Text:
'''
# taz.de -- Roma in Frankreich: "Wir sind doch kein Vieh"
       
       > In einem Waldstück südlich von Paris leben 30 Roma-Familien. Als die
       > Polizei sie mit einen Stempel auf die Haut markiert, ist die Empörung in
       > Frankreichs Politik groß.
       
 (IMG) Bild: Romalager am Stadtrand von Paris.
       
       PARIS taz | Der Mann mit dem dunklen Schnauzbart und der Stirnglatze hebt
       beide Hände über den Kopf. Er winkt den Fremden zu, die auf der Landstraße
       gehen. "Kommt näher", bedeutet seine Geste: näher an das Lager in dem
       bereits herbstfeuchten Wald, wo Dutzende von Wohnwagen dicht beieinander
       stehen. Aus Vorräumen aus Plastikplanen, Pressspan und Blech steigt Rauch
       auf. Es duftet nach gebratenem Schweinefleisch. An einem Ast baumelt ein
       Sack Kartoffeln. Eine Frau fegt den Erdboden mit einem Strohbesen. Von
       einem aufgebockten alten Renault sind die Reifen demontiert. Aus der Ferne
       wirkt das Areal in dem Waldstück 45 Kilometer südlich von Paris wie ein
       Campingplatz. Bei genauerem Hinsehen fällt auf, dass fließendes Wasser,
       Strom, Telefonleitungen und andere Anschlüsse an die Gesellschaft fehlen.
'''
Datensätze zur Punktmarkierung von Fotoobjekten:
'''
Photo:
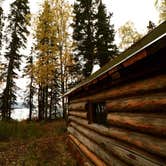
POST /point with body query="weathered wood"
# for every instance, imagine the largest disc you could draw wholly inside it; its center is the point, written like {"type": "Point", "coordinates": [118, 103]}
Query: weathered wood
{"type": "Point", "coordinates": [146, 142]}
{"type": "Point", "coordinates": [103, 155]}
{"type": "Point", "coordinates": [78, 106]}
{"type": "Point", "coordinates": [124, 152]}
{"type": "Point", "coordinates": [149, 123]}
{"type": "Point", "coordinates": [79, 154]}
{"type": "Point", "coordinates": [78, 114]}
{"type": "Point", "coordinates": [157, 83]}
{"type": "Point", "coordinates": [144, 103]}
{"type": "Point", "coordinates": [87, 153]}
{"type": "Point", "coordinates": [136, 58]}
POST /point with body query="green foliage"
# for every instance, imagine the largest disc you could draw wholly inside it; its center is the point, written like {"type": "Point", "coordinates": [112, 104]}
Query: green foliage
{"type": "Point", "coordinates": [18, 130]}
{"type": "Point", "coordinates": [34, 143]}
{"type": "Point", "coordinates": [105, 48]}
{"type": "Point", "coordinates": [128, 35]}
{"type": "Point", "coordinates": [83, 35]}
{"type": "Point", "coordinates": [161, 7]}
{"type": "Point", "coordinates": [17, 32]}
'''
Aufgaben:
[a] Gib den Abschnitt des Textes über Roma in Frankreich von „PARIS taz |“ bis „die Gesellschaft fehlen.“ wieder und benenne dabei „Renault“ in „Peugeot“ um.
[b] Stelle alle Zeilen der Datensätze als Markdown-Tabelle mit den Spalten „Nummer“ und „Zeile“ dar. Lass Leerzeilen und die Bilder dabei weg.
Der Text und die Datensätze sind voneinander unabhängiges Material.

Antworten je Aufgabe:
[a]
PARIS taz | Der Mann mit dem dunklen Schnauzbart und der Stirnglatze hebt
       beide Hände über den Kopf. Er winkt den Fremden zu, die auf der Landstraße
       gehen. "Kommt näher", bedeutet seine Geste: näher an das Lager in dem
       bereits herbstfeuchten Wald, wo Dutzende von Wohnwagen dicht beieinander
       stehen. Aus Vorräumen aus Plastikplanen, Pressspan und Blech steigt Rauch
       auf. Es duftet nach gebratenem Schweinefleisch. An einem Ast baumelt ein
       Sack Kartoffeln. Eine Frau fegt den Erdboden mit einem Strohbesen. Von
       einem aufgebockten alten Peugeot sind die Reifen demontiert. Aus der Ferne
       wirkt das Areal in dem Waldstück 45 Kilometer südlich von Paris wie ein
       Campingplatz. Bei genauerem Hinsehen fällt auf, dass fließendes Wasser,
       Strom, Telefonleitungen und andere Anschlüsse an die Gesellschaft fehlen.

[b]
| Nummer | Zeile |
|---|---|
| 1 | Photo: |
| 2 | POST /point with body query="weathered wood" |
| 3 | # for every instance, imagine the largest disc you could draw wholly inside it; its center is the point, written like {"type": "Point", "coordinates": [118, 103]} |
| 4 | Query: weathered wood |
| 5 | {"type": "Point", "coordinates": [146, 142]} |
| 6 | {"type": "Point", "coordinates": [103, 155]} |
| 7 | {"type": "Point", "coordinates": [78, 106]} |
| 8 | {"type": "Point", "coordinates": [124, 152]} |
| 9 | {"type": "Point", "coordinates": [149, 123]} |
| 10 | {"type": "Point", "coordinates": [79, 154]} |
| 11 | {"type": "Point", "coordinates": [78, 114]} |
| 12 | {"type": "Point", "coordinates": [157, 83]} |
| 13 | {"type": "Point", "coordinates": [144, 103]} |
| 14 | {"type": "Point", "coordinates": [87, 153]} |
| 15 | {"type": "Point", "coordinates": [136, 58]} |
| 16 | POST /point with body query="green foliage" |
| 17 | # for every instance, imagine the largest disc you could draw wholly inside it; its center is the point, written like {"type": "Point", "coordinates": [112, 104]} |
| 18 | Query: green foliage |
| 19 | {"type": "Point", "coordinates": [18, 130]} |
| 20 | {"type": "Point", "coordinates": [34, 143]} |
| 21 | {"type": "Point", "coordinates": [105, 48]} |
| 22 | {"type": "Point", "coordinates": [128, 35]} |
| 23 | {"type": "Point", "coordinates": [83, 35]} |
| 24 | {"type": "Point", "coordinates": [161, 7]} |
| 25 | {"type": "Point", "coordinates": [17, 32]} |